● **Extract provided**
The Crown on Netflix last year cost a reported $130 million to film. The last season of Game of Thrones on HBO was priced at $10 million an episode.

How do British broadcasters compete with that kind of cash? How do they keep coming up with stories that can thrill viewers – and not look cheap by comparison?

The answer? If you can’t beat them, join them.

The rise of co-productions

TV bosses call them “co-productions”. A British broadcaster like the BBC will team up with another (usually American) broadcaster and an independent production company. All parties will invest money in the series and have a say in how it’s made. The broadcasters will then have first rights to the show in their country, while the production company will make its money back from DVD sales and other licensing deals. 

“There’s been a real trend, as I think viewers will have noticed, for British dramas to become much more global,” says Gareth Neame, the producer behind ITV’s global blockbuster Downton Abbey. “The production values in TV drama really are outstanding now, whether it’s The Night Manager or SS-GB or Taboo.

● **Written request 1**
Can you pull out the rows from their first line through the line containing "x=464 y=129", both ends included, and repeat them exactly?

● **Entries shown**

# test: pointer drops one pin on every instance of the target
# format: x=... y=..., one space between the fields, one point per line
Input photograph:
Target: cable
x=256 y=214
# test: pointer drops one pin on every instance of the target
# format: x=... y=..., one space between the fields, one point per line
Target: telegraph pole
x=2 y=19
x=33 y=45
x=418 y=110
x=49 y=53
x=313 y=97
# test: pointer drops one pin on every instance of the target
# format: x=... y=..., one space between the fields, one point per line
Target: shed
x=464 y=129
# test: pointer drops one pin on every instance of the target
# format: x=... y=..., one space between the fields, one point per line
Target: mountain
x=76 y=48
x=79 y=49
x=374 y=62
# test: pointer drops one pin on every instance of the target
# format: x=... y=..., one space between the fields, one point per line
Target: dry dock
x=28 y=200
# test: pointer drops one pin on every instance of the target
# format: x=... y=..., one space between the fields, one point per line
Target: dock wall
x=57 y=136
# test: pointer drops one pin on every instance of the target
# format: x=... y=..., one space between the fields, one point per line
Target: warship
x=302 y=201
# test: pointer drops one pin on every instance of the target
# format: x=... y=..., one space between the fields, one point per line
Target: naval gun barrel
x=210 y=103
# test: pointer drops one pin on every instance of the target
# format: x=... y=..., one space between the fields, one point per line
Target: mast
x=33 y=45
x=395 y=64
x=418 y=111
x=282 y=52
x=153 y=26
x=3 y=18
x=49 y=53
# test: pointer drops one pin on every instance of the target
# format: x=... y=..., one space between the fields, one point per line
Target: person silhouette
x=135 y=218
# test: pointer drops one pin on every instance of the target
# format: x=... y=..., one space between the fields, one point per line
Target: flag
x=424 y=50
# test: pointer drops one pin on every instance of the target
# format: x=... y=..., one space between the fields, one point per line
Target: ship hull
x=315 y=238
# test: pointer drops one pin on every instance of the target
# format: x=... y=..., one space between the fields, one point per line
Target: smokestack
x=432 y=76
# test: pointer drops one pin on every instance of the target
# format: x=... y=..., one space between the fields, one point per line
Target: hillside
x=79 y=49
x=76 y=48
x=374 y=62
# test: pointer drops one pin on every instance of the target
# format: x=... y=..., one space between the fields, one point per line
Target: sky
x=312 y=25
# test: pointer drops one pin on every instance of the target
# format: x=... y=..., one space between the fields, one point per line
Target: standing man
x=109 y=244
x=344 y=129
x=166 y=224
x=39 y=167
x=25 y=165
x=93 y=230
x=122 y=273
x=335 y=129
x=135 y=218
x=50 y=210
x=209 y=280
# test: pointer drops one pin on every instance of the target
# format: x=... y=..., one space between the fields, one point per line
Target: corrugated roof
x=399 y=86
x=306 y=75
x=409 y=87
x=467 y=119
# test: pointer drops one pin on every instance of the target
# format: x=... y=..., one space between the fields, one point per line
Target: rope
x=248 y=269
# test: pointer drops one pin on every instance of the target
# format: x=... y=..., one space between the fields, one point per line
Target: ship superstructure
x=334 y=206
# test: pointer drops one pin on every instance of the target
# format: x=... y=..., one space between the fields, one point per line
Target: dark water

● **Written request 2**
In the passage on British TV co-productions, could you rewrite the part that opens with "How do British" and closes with "them, join them.", replacing "viewers" with "audiences"?

● **Task answer 1**
# test: pointer drops one pin on every instance of the target
# format: x=... y=..., one space between the fields, one point per line
Input photograph:
Target: cable
x=256 y=214
# test: pointer drops one pin on every instance of the target
# format: x=... y=..., one space between the fields, one point per line
Target: telegraph pole
x=2 y=19
x=33 y=45
x=418 y=110
x=49 y=53
x=313 y=97
# test: pointer drops one pin on every instance of the target
# format: x=... y=..., one space between the fields, one point per line
Target: shed
x=464 y=129

● **Task answer 2**
How do British broadcasters compete with that kind of cash? How do they keep coming up with stories that can thrill audiences – and not look cheap by comparison?

The answer? If you can’t beat them, join them.